### TEXT BLOCK

FEDML Launch - Run Any GenAI Jobs on Globally Distributed GPU Cloud: Pre-training, Fine-tuning, Federated Learning, and Beyond
- Mission & Vision
- The Advantages of Distributed AI Platform
- FEDML Launch Overview
- Quick start
- Training as a Cloud Service
- Train on Your own GPU cluster
- Experiment Tracking for FEDML Launch
- Advanced Features: Batch Job and Workflow
- About FEDML, Inc.
Platform: https://fedml.ai
GitHub: https://github.com/FedML-AI/FedML
Documentation: https://doc.fedml.ai
Mission & Vision
Artificial General Intelligence (AGI) promises a transformative leap in technology, fundamentally requiring the scalability of both models and data to unleash its full potential. Organizations such as OpenAI and Meta have been at the forefront, advancing the field by adhering to the "scaling laws" of AI. These laws posit that larger machine learning models, equipped with more parameters and trained with more data, yield superior performance. Nonetheless, the current approach, centered around massive GPU clusters within a single data center, poses a significant challenge for many AI practitioners.
Our vision is to provide a scalable AI platform to democratize access to distributed AI systems, fostering the next wave of advancements in foundational models. By leveraging a greater number of GPUs and tapping into geo-distributed data, we aim to amplify these models' collective intelligence. To make this a reality, the ability to seamlessly run AI jobs from a local laptop to a distributed GPU cloud or onto on-premise clusters is essential—particularly when utilizing GPUs spread across multiple regions, clouds, or providers. It is a crucial step for AI practitioners to have such a product at their fingertips, toward a more inclusive and expansive future for AGI development.
At FEDML, we developed FEDML Launch, a super launcher that can run any generative AI jobs (pre-training, fine-tuning, federated learning, etc.) on a globally distributed GPU cloud. It swiftly pairs AI jobs with the most economical GPU resources, auto-provisions, and effortlessly runs the job, eliminating complex environment setup and management. It supports a range of compute-intensive jobs for generative AI and LLMs, such as large-scale training, fine-tuning, serverless deployments, and vector DB searches. FEDML Launch also facilitates on-premise cluster management and deployment on private or hybrid clouds.

### YOUR ASSIGNMENT
Write out everything in the FEDML Launch page from "Our vision is" down to "for AGI development.". The entries that follow come from a separate source unrelated to the FEDML Launch page.

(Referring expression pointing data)

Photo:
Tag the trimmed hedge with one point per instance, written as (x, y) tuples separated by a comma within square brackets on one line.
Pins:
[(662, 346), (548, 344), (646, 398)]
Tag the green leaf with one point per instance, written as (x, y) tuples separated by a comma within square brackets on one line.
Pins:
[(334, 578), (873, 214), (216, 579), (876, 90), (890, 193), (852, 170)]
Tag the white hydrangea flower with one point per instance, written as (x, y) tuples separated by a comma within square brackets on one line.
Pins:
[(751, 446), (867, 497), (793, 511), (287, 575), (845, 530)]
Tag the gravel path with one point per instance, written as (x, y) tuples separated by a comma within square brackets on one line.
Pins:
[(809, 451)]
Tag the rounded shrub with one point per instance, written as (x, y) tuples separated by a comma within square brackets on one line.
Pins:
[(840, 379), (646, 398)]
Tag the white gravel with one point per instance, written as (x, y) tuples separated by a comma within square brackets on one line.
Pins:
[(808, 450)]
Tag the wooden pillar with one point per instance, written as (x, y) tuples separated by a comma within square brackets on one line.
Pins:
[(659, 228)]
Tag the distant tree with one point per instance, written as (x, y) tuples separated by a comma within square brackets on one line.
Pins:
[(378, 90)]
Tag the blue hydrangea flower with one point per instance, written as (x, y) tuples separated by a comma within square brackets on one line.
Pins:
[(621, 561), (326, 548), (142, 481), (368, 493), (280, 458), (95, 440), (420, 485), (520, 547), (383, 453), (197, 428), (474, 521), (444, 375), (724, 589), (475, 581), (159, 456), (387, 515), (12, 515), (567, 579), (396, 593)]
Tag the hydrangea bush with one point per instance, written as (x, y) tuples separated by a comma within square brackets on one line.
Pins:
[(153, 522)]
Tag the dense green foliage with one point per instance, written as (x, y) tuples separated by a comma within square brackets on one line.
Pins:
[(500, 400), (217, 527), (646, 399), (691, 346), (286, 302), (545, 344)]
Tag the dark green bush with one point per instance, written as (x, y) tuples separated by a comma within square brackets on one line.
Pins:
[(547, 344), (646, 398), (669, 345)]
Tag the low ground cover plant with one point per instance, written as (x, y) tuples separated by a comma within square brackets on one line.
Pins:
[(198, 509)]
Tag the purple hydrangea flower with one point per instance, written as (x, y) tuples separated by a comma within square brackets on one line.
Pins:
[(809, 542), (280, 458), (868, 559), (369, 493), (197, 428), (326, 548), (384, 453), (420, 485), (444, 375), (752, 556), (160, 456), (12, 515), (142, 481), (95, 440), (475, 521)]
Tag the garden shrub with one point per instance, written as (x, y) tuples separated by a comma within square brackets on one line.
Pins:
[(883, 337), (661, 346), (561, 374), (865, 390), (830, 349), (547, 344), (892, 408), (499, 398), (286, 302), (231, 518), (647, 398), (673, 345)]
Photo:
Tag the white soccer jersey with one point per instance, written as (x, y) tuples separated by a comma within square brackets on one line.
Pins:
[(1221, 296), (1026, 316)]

==

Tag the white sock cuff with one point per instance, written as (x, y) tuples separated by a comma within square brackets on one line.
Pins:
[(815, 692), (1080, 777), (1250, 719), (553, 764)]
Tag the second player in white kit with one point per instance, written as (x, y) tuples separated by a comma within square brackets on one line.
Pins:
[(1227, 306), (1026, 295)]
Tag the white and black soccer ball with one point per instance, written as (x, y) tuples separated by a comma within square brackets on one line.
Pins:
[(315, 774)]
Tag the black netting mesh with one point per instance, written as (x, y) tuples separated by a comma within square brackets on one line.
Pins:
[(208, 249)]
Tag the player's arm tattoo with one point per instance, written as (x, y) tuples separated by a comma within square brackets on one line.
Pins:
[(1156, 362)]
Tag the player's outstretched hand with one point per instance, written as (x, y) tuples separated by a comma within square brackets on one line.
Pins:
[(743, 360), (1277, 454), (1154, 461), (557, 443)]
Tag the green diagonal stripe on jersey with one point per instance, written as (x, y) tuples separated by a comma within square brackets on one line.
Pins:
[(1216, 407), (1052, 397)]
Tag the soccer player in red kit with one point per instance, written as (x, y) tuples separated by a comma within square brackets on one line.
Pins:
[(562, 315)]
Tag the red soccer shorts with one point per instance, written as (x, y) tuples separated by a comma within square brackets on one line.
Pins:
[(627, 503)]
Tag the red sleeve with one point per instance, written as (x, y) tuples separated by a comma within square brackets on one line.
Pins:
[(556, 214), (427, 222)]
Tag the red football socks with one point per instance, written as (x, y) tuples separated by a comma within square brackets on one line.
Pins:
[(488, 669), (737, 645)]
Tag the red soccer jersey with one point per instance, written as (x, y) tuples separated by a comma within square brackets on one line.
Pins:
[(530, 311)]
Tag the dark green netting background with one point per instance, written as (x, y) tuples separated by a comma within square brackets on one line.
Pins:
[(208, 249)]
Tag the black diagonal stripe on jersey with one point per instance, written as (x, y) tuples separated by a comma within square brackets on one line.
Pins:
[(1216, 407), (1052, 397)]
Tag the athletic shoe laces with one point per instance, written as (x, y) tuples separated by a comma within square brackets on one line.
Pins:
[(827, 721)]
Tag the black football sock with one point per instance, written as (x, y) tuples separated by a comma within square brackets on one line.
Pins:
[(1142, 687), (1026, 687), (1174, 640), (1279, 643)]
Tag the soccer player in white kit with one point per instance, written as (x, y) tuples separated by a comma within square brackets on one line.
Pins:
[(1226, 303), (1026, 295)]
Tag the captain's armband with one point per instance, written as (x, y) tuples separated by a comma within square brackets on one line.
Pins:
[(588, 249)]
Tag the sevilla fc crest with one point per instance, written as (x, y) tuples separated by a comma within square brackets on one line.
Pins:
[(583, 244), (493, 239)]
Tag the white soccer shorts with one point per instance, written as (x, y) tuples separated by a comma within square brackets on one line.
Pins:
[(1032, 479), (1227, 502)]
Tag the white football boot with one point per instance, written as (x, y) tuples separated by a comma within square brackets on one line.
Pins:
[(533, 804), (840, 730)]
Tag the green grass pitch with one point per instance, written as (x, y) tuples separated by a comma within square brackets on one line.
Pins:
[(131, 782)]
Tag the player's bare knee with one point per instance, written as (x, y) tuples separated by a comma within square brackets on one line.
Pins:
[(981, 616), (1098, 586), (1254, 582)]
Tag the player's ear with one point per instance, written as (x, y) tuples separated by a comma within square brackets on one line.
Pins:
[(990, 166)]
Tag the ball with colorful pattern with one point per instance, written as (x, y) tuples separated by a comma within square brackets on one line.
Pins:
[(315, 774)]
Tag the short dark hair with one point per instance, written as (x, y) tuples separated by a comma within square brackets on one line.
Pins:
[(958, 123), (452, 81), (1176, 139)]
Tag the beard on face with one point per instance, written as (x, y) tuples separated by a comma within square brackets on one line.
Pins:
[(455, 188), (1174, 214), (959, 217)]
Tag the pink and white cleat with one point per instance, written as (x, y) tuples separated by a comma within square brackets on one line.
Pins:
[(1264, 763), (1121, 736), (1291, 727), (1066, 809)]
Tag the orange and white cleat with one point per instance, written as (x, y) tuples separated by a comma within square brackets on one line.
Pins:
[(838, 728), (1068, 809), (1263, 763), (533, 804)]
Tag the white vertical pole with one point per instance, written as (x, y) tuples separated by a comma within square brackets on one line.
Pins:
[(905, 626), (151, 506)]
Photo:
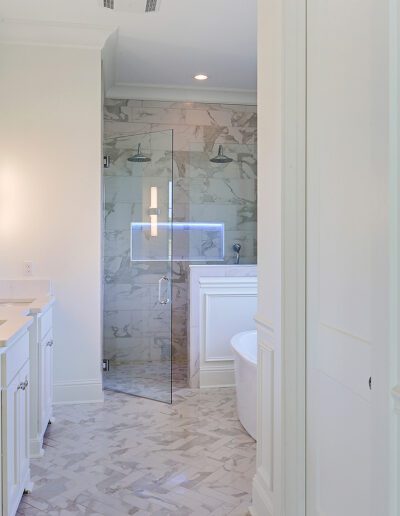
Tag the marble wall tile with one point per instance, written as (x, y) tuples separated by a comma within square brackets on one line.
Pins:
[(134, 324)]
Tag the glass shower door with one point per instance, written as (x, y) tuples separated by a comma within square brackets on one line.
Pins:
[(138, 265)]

* * *

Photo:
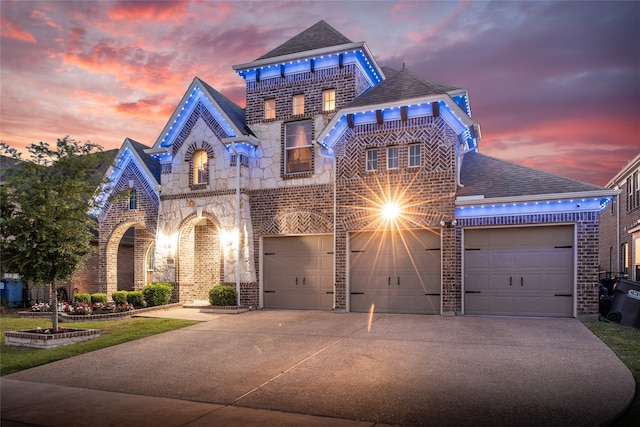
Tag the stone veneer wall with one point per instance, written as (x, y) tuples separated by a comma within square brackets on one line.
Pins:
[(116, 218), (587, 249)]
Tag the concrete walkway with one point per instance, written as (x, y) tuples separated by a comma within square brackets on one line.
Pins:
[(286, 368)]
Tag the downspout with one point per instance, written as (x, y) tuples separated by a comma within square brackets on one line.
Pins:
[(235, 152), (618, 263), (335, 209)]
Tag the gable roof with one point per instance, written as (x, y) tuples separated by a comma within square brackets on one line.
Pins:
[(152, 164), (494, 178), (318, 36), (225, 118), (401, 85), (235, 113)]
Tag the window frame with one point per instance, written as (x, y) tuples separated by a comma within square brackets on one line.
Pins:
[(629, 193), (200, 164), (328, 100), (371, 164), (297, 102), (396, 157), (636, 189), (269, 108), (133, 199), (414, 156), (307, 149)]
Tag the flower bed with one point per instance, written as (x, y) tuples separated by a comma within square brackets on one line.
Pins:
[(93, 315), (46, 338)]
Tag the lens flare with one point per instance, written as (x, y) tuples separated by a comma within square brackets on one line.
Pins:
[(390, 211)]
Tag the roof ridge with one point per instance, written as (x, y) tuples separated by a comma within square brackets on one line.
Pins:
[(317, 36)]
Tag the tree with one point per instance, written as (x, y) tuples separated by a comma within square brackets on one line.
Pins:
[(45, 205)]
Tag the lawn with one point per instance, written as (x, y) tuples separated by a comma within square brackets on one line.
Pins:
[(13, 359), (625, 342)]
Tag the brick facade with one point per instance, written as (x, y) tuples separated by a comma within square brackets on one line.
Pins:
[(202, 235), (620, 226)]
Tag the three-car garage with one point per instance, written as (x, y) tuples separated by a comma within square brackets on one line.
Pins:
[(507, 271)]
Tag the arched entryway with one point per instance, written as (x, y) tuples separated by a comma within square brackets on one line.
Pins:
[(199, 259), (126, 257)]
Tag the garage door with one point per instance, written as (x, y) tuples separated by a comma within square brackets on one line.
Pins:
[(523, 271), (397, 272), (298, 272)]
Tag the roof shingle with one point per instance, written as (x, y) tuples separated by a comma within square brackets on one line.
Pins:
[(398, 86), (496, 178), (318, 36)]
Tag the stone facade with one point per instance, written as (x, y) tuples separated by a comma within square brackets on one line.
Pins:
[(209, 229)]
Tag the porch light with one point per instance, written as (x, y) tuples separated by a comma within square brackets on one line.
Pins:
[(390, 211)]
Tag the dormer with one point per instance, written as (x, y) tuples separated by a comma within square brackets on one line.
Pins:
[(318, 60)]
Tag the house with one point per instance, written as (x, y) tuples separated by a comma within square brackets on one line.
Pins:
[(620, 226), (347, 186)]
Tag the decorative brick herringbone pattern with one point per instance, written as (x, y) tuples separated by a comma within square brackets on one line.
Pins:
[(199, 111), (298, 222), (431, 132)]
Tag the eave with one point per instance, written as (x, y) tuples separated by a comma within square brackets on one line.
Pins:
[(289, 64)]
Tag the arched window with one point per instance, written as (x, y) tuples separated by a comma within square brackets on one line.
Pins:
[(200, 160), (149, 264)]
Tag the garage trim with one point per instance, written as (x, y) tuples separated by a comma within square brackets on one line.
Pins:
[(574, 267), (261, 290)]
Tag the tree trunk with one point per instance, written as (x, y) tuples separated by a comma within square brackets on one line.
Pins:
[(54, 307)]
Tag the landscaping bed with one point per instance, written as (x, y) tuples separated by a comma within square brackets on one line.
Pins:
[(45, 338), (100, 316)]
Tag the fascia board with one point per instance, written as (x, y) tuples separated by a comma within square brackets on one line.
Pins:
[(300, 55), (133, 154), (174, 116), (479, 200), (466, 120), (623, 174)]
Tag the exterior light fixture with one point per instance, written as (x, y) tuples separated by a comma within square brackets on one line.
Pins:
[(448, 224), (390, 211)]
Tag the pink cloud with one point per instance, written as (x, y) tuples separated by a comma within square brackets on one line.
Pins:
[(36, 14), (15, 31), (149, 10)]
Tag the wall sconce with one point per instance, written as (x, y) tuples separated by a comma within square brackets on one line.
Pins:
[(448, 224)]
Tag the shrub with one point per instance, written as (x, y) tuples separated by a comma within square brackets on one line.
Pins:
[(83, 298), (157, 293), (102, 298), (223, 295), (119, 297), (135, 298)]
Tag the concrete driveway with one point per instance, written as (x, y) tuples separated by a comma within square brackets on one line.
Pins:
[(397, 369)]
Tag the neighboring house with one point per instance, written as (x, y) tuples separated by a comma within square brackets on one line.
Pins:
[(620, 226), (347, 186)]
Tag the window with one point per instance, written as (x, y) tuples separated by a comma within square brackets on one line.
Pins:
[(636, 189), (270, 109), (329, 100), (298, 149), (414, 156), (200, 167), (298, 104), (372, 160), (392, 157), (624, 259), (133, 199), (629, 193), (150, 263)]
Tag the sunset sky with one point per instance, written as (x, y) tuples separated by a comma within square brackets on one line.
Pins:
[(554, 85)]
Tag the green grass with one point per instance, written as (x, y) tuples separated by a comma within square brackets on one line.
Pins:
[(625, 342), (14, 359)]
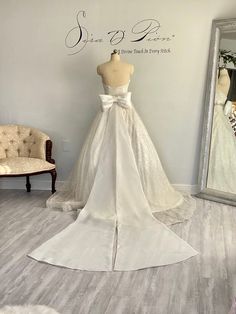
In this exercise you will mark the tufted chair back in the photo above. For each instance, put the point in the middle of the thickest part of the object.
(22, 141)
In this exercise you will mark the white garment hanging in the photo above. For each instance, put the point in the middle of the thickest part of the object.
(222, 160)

### THE COMPLETED TASK
Our vision is to provide a scalable AI platform to democratize access to distributed AI systems, fostering the next wave of advancements in foundational models. By leveraging a greater number of GPUs and tapping into geo-distributed data, we aim to amplify these models' collective intelligence. To make this a reality, the ability to seamlessly run AI jobs from a local laptop to a distributed GPU cloud or onto on-premise clusters is essential—particularly when utilizing GPUs spread across multiple regions, clouds, or providers. It is a crucial step for AI practitioners to have such a product at their fingertips, toward a more inclusive and expansive future for AGI development.